▶ [WHAT THE EXERCISE ASKS]: Pull out every line below that contains the string "listed", matching case exactly.

Stored items:
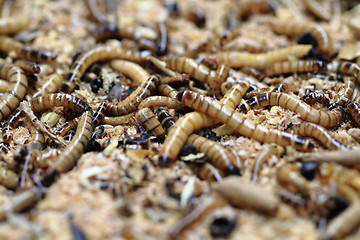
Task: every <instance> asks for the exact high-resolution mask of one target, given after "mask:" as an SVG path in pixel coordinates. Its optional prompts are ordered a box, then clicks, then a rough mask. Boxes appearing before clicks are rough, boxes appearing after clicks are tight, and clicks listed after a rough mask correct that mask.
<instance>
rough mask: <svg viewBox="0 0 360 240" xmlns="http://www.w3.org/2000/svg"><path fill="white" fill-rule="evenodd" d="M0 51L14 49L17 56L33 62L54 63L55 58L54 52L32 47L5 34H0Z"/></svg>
mask: <svg viewBox="0 0 360 240" xmlns="http://www.w3.org/2000/svg"><path fill="white" fill-rule="evenodd" d="M0 51H3V52H5V53H9V52H10V51H14V52H16V57H17V58H23V59H26V60H29V61H34V62H47V63H54V61H55V60H56V58H57V54H55V53H51V52H48V51H42V50H37V49H33V48H31V47H29V46H26V45H24V44H22V43H20V42H18V41H16V40H15V39H13V38H10V37H7V36H0Z"/></svg>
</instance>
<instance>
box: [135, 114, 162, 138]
mask: <svg viewBox="0 0 360 240" xmlns="http://www.w3.org/2000/svg"><path fill="white" fill-rule="evenodd" d="M135 118H136V122H137V123H138V124H140V125H143V126H144V128H145V129H146V131H147V132H149V133H151V134H152V135H154V136H156V137H159V136H162V135H164V134H165V130H164V128H163V127H162V126H161V124H160V122H159V121H158V120H157V119H156V116H155V114H154V113H153V112H152V111H151V110H150V108H143V109H140V110H139V111H138V112H137V113H136V115H135Z"/></svg>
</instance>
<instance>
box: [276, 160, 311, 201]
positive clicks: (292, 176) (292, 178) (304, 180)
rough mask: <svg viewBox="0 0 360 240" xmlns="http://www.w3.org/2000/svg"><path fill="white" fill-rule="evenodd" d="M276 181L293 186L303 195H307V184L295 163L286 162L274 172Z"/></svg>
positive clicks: (304, 179) (285, 186)
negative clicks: (279, 167)
mask: <svg viewBox="0 0 360 240" xmlns="http://www.w3.org/2000/svg"><path fill="white" fill-rule="evenodd" d="M276 179H277V181H278V182H279V183H280V184H282V185H284V186H285V187H287V188H290V189H291V188H295V189H294V190H297V192H300V193H301V194H302V195H303V196H308V195H309V184H308V181H307V180H306V178H304V177H303V176H301V174H300V166H299V165H297V164H296V163H293V164H286V165H284V166H282V167H280V169H279V170H278V171H277V172H276Z"/></svg>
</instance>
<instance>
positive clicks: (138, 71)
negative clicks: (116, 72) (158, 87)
mask: <svg viewBox="0 0 360 240" xmlns="http://www.w3.org/2000/svg"><path fill="white" fill-rule="evenodd" d="M111 67H112V68H114V69H115V70H116V71H118V72H121V73H123V74H124V75H126V76H129V77H130V78H131V79H132V80H133V81H135V82H137V83H142V82H145V81H146V80H148V79H149V77H150V74H149V73H148V72H147V71H146V70H145V69H144V68H143V67H141V66H140V65H139V64H136V63H133V62H130V61H126V60H119V59H118V60H112V61H111Z"/></svg>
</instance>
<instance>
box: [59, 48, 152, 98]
mask: <svg viewBox="0 0 360 240" xmlns="http://www.w3.org/2000/svg"><path fill="white" fill-rule="evenodd" d="M147 55H148V53H147V52H135V51H132V50H130V49H125V48H121V47H112V46H98V47H96V48H93V49H91V50H89V51H87V52H85V53H83V54H81V56H79V57H78V58H77V59H76V61H75V62H74V63H73V64H72V66H71V68H70V71H71V73H70V74H69V75H68V77H67V81H66V82H65V85H63V88H62V91H63V92H66V93H70V92H72V91H73V90H74V89H75V86H76V83H77V82H78V81H80V78H81V77H82V76H83V75H84V73H85V71H86V69H87V68H88V67H89V66H90V65H92V64H93V63H95V62H98V61H104V60H111V59H117V58H120V59H124V60H129V61H133V62H136V63H141V62H145V61H146V57H147Z"/></svg>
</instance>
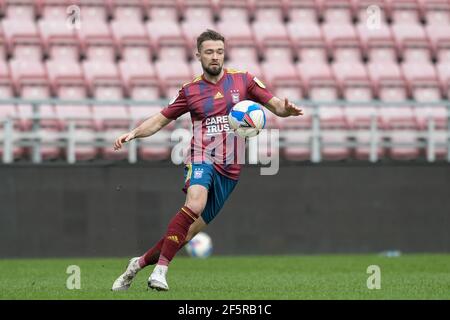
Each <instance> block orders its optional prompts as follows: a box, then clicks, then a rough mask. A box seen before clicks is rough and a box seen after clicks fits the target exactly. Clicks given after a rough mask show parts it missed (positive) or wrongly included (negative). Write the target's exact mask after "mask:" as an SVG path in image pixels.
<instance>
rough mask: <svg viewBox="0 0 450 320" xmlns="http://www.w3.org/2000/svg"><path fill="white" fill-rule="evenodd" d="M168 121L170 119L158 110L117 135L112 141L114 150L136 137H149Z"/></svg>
mask: <svg viewBox="0 0 450 320" xmlns="http://www.w3.org/2000/svg"><path fill="white" fill-rule="evenodd" d="M170 121H172V120H171V119H168V118H166V117H165V116H163V115H162V114H161V113H160V112H159V113H157V114H155V115H153V116H151V117H150V118H148V119H147V120H145V121H144V122H142V123H141V124H140V125H139V126H138V127H137V128H135V129H133V130H131V131H130V132H127V133H124V134H123V135H121V136H120V137H118V138H117V139H116V141H115V142H114V150H119V149H120V148H122V146H123V144H124V143H125V142H128V141H131V140H133V139H137V138H144V137H149V136H151V135H153V134H155V133H156V132H158V131H159V130H161V129H162V128H164V127H165V126H166V125H168V124H169V123H170Z"/></svg>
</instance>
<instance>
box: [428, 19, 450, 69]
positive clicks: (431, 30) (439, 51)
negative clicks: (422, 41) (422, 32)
mask: <svg viewBox="0 0 450 320" xmlns="http://www.w3.org/2000/svg"><path fill="white" fill-rule="evenodd" d="M425 28H426V33H427V36H428V39H429V40H430V43H431V46H432V48H433V51H434V54H435V56H436V57H437V60H438V61H442V62H444V61H450V23H448V24H442V25H437V24H429V25H427V26H426V27H425Z"/></svg>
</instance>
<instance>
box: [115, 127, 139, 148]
mask: <svg viewBox="0 0 450 320" xmlns="http://www.w3.org/2000/svg"><path fill="white" fill-rule="evenodd" d="M135 137H136V134H135V133H134V131H130V132H127V133H125V134H123V135H121V136H120V137H118V138H117V139H116V141H115V142H114V151H117V150H119V149H120V148H122V146H123V144H124V143H125V142H128V141H130V140H133V139H134V138H135Z"/></svg>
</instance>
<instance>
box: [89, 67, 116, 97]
mask: <svg viewBox="0 0 450 320" xmlns="http://www.w3.org/2000/svg"><path fill="white" fill-rule="evenodd" d="M83 71H84V75H85V77H86V82H87V86H88V89H89V93H90V94H91V95H92V96H95V97H97V98H100V97H101V96H102V95H103V93H104V91H105V89H106V90H110V89H111V88H114V89H116V90H119V89H120V90H121V80H120V76H119V72H118V69H117V66H116V64H115V63H112V62H109V61H98V60H93V61H92V60H91V61H89V60H86V61H83ZM120 90H119V91H118V92H117V94H118V95H119V96H116V97H106V98H109V99H114V98H121V94H120ZM102 91H103V92H102Z"/></svg>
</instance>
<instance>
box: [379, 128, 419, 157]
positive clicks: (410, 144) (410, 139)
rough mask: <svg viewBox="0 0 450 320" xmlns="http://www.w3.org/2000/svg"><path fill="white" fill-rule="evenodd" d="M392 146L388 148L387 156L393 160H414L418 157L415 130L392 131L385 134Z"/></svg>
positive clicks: (418, 155)
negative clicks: (386, 135)
mask: <svg viewBox="0 0 450 320" xmlns="http://www.w3.org/2000/svg"><path fill="white" fill-rule="evenodd" d="M387 137H388V139H389V141H390V143H391V144H392V145H391V147H390V148H389V156H390V157H391V158H392V159H394V160H415V159H417V158H418V157H419V155H420V148H419V147H418V146H417V142H418V135H417V131H415V130H394V131H390V132H388V133H387Z"/></svg>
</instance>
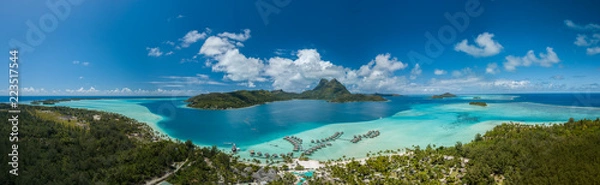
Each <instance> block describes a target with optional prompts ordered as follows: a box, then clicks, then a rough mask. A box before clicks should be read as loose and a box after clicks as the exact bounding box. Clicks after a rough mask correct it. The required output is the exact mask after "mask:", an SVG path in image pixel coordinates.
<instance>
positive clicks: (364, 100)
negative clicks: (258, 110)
mask: <svg viewBox="0 0 600 185" xmlns="http://www.w3.org/2000/svg"><path fill="white" fill-rule="evenodd" d="M293 99H305V100H326V101H328V102H337V103H344V102H360V101H387V100H386V99H385V98H383V97H382V96H380V95H378V94H374V95H367V94H352V93H350V91H348V89H346V87H345V86H344V85H343V84H342V83H340V82H339V81H338V80H337V79H335V78H334V79H332V80H327V79H321V81H319V84H318V85H317V86H316V87H315V88H314V89H312V90H307V91H304V92H302V93H293V92H285V91H283V90H273V91H267V90H251V91H249V90H238V91H234V92H227V93H216V92H215V93H208V94H201V95H197V96H194V97H191V98H189V99H188V100H186V102H188V105H187V106H188V107H193V108H200V109H234V108H244V107H250V106H254V105H260V104H264V103H269V102H275V101H286V100H293Z"/></svg>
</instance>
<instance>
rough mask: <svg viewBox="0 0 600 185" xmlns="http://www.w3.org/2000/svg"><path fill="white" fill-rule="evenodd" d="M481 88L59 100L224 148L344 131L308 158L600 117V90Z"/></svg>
mask: <svg viewBox="0 0 600 185" xmlns="http://www.w3.org/2000/svg"><path fill="white" fill-rule="evenodd" d="M474 96H478V95H469V96H459V97H457V98H450V99H442V100H431V99H429V98H428V97H427V96H402V97H386V98H388V99H389V100H390V101H388V102H358V103H344V104H339V103H327V102H324V101H316V100H294V101H285V102H274V103H269V104H265V105H260V106H255V107H249V108H243V109H236V110H197V109H191V108H186V107H185V103H184V102H183V100H185V98H162V99H140V98H137V99H108V100H82V101H72V102H64V103H59V104H58V105H64V106H70V107H79V108H88V109H94V110H104V111H110V112H117V113H121V114H124V115H126V116H130V117H132V118H134V119H138V120H140V121H144V122H147V123H149V124H150V125H151V126H152V127H153V128H155V129H157V130H159V131H161V132H164V133H166V134H168V135H169V136H171V137H173V138H177V139H181V140H187V139H190V140H192V141H193V142H194V143H196V144H199V145H217V146H219V147H221V148H223V149H228V148H229V147H230V146H231V143H236V145H237V146H238V147H240V148H242V152H241V153H240V154H239V155H240V156H242V157H245V158H250V156H249V154H248V152H247V151H248V150H256V151H262V152H270V153H287V152H290V151H291V149H292V148H293V147H292V145H290V144H289V143H287V142H285V141H284V140H283V139H281V138H283V137H284V136H286V135H296V136H298V137H301V138H304V140H305V142H304V144H303V146H304V148H309V147H312V146H313V145H314V144H311V143H310V140H311V139H317V138H324V137H328V136H330V135H332V134H333V133H335V132H337V131H344V133H345V134H344V135H343V136H342V137H341V138H340V139H339V140H337V141H335V142H332V144H333V145H332V146H331V147H327V148H325V149H322V150H319V152H316V153H315V154H314V155H313V156H311V158H314V159H322V160H325V159H331V158H339V157H342V156H347V157H357V158H358V157H364V156H365V154H366V152H368V151H373V152H375V151H378V150H386V149H397V148H404V147H410V146H412V145H422V146H425V145H427V144H436V145H438V146H441V145H453V144H454V143H456V142H457V141H461V142H468V141H470V140H471V139H472V138H473V136H474V135H475V134H476V133H484V132H485V131H486V130H489V129H491V128H493V127H494V126H495V125H498V124H500V123H502V122H508V121H514V122H523V123H527V124H533V123H550V122H564V121H566V120H567V119H569V118H570V117H573V118H575V119H583V118H588V119H595V118H596V117H600V108H599V107H600V101H598V100H600V94H538V95H532V94H526V95H479V96H480V97H481V100H478V101H485V102H487V103H488V105H489V106H487V107H479V106H471V105H468V102H469V101H473V97H474ZM368 130H379V131H380V132H381V136H379V137H377V138H374V139H365V140H364V141H361V142H359V143H358V144H353V143H350V142H348V140H350V139H352V136H353V135H360V134H364V133H366V132H367V131H368Z"/></svg>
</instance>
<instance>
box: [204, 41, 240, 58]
mask: <svg viewBox="0 0 600 185" xmlns="http://www.w3.org/2000/svg"><path fill="white" fill-rule="evenodd" d="M234 48H235V45H233V43H231V42H230V41H229V40H228V39H227V38H222V37H217V36H211V37H208V39H206V41H204V44H202V47H201V48H200V51H199V53H198V54H203V55H206V56H209V57H213V56H216V55H222V54H224V53H226V52H227V51H229V50H232V49H234Z"/></svg>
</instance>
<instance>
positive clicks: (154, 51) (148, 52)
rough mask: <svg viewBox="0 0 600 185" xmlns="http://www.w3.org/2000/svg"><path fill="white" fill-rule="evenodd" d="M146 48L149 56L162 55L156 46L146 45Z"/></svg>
mask: <svg viewBox="0 0 600 185" xmlns="http://www.w3.org/2000/svg"><path fill="white" fill-rule="evenodd" d="M146 50H148V56H151V57H160V56H161V55H162V51H160V48H158V47H155V48H149V47H147V48H146Z"/></svg>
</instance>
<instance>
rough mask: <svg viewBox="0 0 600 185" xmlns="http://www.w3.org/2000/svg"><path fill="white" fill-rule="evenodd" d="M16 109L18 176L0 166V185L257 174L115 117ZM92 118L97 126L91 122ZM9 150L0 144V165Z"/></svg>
mask: <svg viewBox="0 0 600 185" xmlns="http://www.w3.org/2000/svg"><path fill="white" fill-rule="evenodd" d="M19 107H20V110H21V113H20V114H19V130H18V131H19V141H18V145H19V148H18V152H19V171H18V172H19V176H18V177H15V176H13V175H10V174H9V173H8V171H9V169H10V168H11V167H10V166H9V165H1V166H0V170H1V171H3V172H4V173H1V174H0V184H7V185H11V184H142V183H144V182H146V181H149V180H151V179H154V178H158V177H161V176H164V175H168V174H170V173H172V172H173V171H174V170H175V169H177V168H181V169H180V170H179V171H178V172H177V173H175V175H170V176H167V177H169V181H171V180H172V181H173V182H176V183H177V184H190V183H193V182H206V181H205V180H202V179H209V180H211V181H212V182H216V181H217V180H215V179H220V180H221V181H223V182H230V183H232V182H250V181H251V177H243V176H242V175H243V174H242V173H241V172H240V171H239V170H235V169H243V168H245V167H250V168H251V170H255V169H256V168H257V167H254V166H249V165H246V164H243V163H240V162H238V161H237V159H236V158H234V157H232V156H230V155H228V154H225V153H223V152H221V151H219V150H217V149H216V147H213V148H198V147H196V146H194V145H193V144H191V142H189V141H188V142H186V143H181V142H174V141H170V140H164V139H162V138H161V137H159V136H157V134H156V133H154V132H153V131H152V129H150V128H149V127H148V126H147V125H146V124H143V123H139V122H137V121H135V120H133V119H130V118H127V117H124V116H121V115H118V114H112V113H105V112H98V111H89V110H83V109H73V108H66V107H35V106H26V105H20V106H19ZM8 109H9V105H7V104H0V117H1V118H2V119H4V120H8V119H9V116H10V115H12V114H8V112H7V110H8ZM94 115H99V116H101V120H95V119H94V118H93V116H94ZM61 118H70V119H61ZM10 130H11V126H10V124H1V126H0V136H1V137H3V138H8V134H9V133H10V132H11V131H10ZM11 145H12V143H11V142H10V141H9V140H8V139H2V140H1V141H0V153H3V154H4V155H2V157H0V160H1V161H9V160H10V159H9V158H8V157H9V156H8V155H6V154H7V153H10V152H11V151H9V150H10V147H9V146H11ZM185 161H187V162H185ZM184 163H185V165H184ZM188 164H189V166H188ZM207 164H208V166H207ZM234 168H235V169H234ZM251 170H248V171H249V172H250V173H252V172H253V171H251ZM199 174H202V176H199ZM194 180H196V181H194ZM198 180H200V181H198ZM213 180H214V181H213Z"/></svg>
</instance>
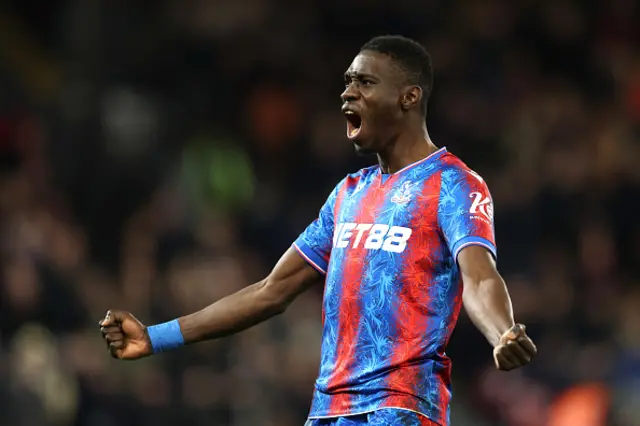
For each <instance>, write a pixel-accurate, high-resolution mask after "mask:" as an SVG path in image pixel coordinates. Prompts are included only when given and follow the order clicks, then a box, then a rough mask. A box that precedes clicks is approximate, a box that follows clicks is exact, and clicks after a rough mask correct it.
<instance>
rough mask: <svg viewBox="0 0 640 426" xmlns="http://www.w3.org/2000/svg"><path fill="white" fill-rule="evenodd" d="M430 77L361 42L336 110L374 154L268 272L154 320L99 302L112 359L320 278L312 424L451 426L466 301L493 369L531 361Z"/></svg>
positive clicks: (224, 323)
mask: <svg viewBox="0 0 640 426" xmlns="http://www.w3.org/2000/svg"><path fill="white" fill-rule="evenodd" d="M432 74H433V71H432V68H431V60H430V57H429V55H428V53H427V52H426V51H425V49H424V48H423V47H422V46H421V45H420V44H418V43H416V42H415V41H412V40H410V39H407V38H404V37H400V36H382V37H376V38H374V39H372V40H371V41H369V42H368V43H366V44H365V45H364V46H363V47H362V49H361V50H360V52H359V54H358V55H357V56H356V57H355V59H354V60H353V62H352V63H351V66H350V67H349V69H348V70H347V72H346V73H345V75H344V79H345V86H346V87H345V90H344V93H342V101H343V106H342V111H343V113H344V114H345V116H346V120H347V137H348V139H350V140H351V141H352V142H353V144H354V145H355V148H356V150H357V151H358V152H360V153H375V154H377V156H378V163H379V164H378V165H376V166H372V167H369V168H365V169H363V170H360V171H359V172H357V173H354V174H350V175H348V176H347V177H346V178H344V179H343V180H342V181H341V182H340V183H339V184H338V185H337V186H336V187H335V189H334V190H333V192H332V193H331V195H329V197H328V199H327V201H326V203H325V204H324V206H322V208H321V209H320V213H319V216H318V218H317V220H315V221H314V222H313V223H312V224H311V225H309V227H308V228H307V229H306V230H305V231H304V232H303V233H302V234H301V235H300V236H299V237H298V239H297V240H296V241H295V242H294V243H293V245H292V246H291V248H289V249H288V250H287V251H286V252H285V253H284V255H283V256H282V258H281V259H280V260H279V261H278V263H277V264H276V265H275V267H274V268H273V270H272V271H271V273H270V274H269V275H268V276H267V277H266V278H264V279H263V280H262V281H260V282H257V283H255V284H253V285H251V286H248V287H246V288H244V289H243V290H240V291H238V292H237V293H235V294H232V295H230V296H228V297H225V298H223V299H221V300H219V301H217V302H215V303H213V304H211V305H210V306H208V307H206V308H204V309H203V310H201V311H199V312H196V313H193V314H191V315H187V316H183V317H181V318H178V319H176V320H173V321H170V322H167V323H163V324H159V325H154V326H150V327H145V326H144V325H143V324H142V323H140V322H139V321H138V320H137V319H136V318H135V317H134V316H133V315H131V314H130V313H128V312H120V311H109V312H107V315H106V317H105V318H104V319H103V320H102V321H101V322H100V325H101V332H102V335H103V337H104V339H105V340H106V342H107V345H108V347H109V350H110V352H111V354H112V356H113V357H115V358H118V359H137V358H142V357H145V356H148V355H151V354H156V353H159V352H163V351H167V350H170V349H174V348H177V347H179V346H181V345H184V344H190V343H195V342H200V341H203V340H207V339H216V338H220V337H224V336H228V335H230V334H234V333H238V332H240V331H242V330H245V329H247V328H249V327H251V326H253V325H255V324H258V323H260V322H262V321H265V320H267V319H269V318H271V317H272V316H274V315H277V314H280V313H282V312H284V310H285V309H286V308H287V306H288V305H289V304H290V303H291V302H293V300H294V299H295V298H296V296H297V295H298V294H300V293H302V292H303V291H305V290H307V289H308V288H309V287H310V286H311V285H313V284H314V283H316V282H317V281H318V279H317V278H319V277H320V276H324V302H323V336H322V355H321V365H320V373H319V376H318V379H317V381H316V384H315V391H314V394H313V402H312V405H311V411H310V413H309V419H308V421H307V425H309V426H319V425H331V426H352V425H353V426H355V425H365V424H371V425H439V426H446V425H448V424H449V402H450V399H451V386H450V375H451V363H450V360H449V358H448V357H447V355H446V354H445V348H446V346H447V343H448V341H449V338H450V336H451V333H452V331H453V329H454V326H455V324H456V321H457V319H458V314H459V312H460V308H461V305H464V306H465V309H466V311H467V312H468V314H469V316H470V318H471V319H472V320H473V322H474V324H475V325H476V326H477V327H478V328H479V329H480V330H481V331H482V333H483V334H484V335H485V336H486V338H487V340H488V341H489V343H490V344H491V346H492V347H493V358H494V361H495V365H496V367H497V368H498V369H500V370H511V369H514V368H516V367H520V366H523V365H525V364H527V363H529V362H530V361H531V358H532V357H533V356H534V355H535V354H536V347H535V345H534V344H533V342H532V341H531V340H530V339H529V337H528V336H527V335H526V333H525V327H524V326H523V325H520V324H516V323H515V322H514V319H513V312H512V306H511V300H510V298H509V294H508V292H507V289H506V286H505V283H504V281H503V279H502V278H501V276H500V274H499V273H498V271H497V270H496V246H495V238H494V227H493V203H492V199H491V195H490V193H489V190H488V189H487V185H486V183H485V182H484V181H483V179H482V178H481V177H480V176H479V175H478V174H476V173H475V172H473V171H472V170H471V169H469V168H468V167H467V166H466V165H465V164H464V163H463V162H462V161H460V160H459V159H458V158H457V157H456V156H454V155H453V154H450V153H449V152H447V150H446V149H445V148H440V149H438V148H437V147H436V146H435V145H434V144H433V142H432V141H431V140H430V138H429V135H428V132H427V128H426V125H425V117H426V111H427V99H428V98H429V93H430V91H431V88H432V80H433V76H432Z"/></svg>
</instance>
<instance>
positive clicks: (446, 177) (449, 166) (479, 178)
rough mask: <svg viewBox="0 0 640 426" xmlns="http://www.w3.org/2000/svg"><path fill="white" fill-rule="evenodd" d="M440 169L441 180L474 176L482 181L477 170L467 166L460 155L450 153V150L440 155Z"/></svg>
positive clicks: (480, 180)
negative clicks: (440, 158)
mask: <svg viewBox="0 0 640 426" xmlns="http://www.w3.org/2000/svg"><path fill="white" fill-rule="evenodd" d="M440 169H441V171H442V174H441V176H442V179H443V180H456V179H460V178H466V177H474V178H476V179H478V180H480V181H482V182H483V181H484V179H483V178H482V176H480V174H479V173H478V172H476V171H475V170H473V169H472V168H471V167H469V166H468V165H467V164H466V163H465V162H464V161H462V160H461V159H460V157H458V156H456V155H454V154H451V153H450V152H447V153H445V154H444V155H443V156H442V158H441V164H440Z"/></svg>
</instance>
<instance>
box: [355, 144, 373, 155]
mask: <svg viewBox="0 0 640 426" xmlns="http://www.w3.org/2000/svg"><path fill="white" fill-rule="evenodd" d="M353 147H354V148H355V149H356V154H357V155H360V156H365V155H371V154H375V153H376V152H375V151H374V150H373V149H371V148H369V147H366V146H363V145H361V144H360V142H356V141H354V142H353Z"/></svg>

▶ [EXPECTED ANSWER]:
Task: every <instance> asks for the exact high-resolution mask of one target, given after "mask:" as an SVG path in pixel coordinates. Its optional prompts are ordered a box, then clicks, then a rough mask. Boxes appearing before clicks are rough, boxes appearing after clicks are tight, and clicks listed after a rough mask correct that mask.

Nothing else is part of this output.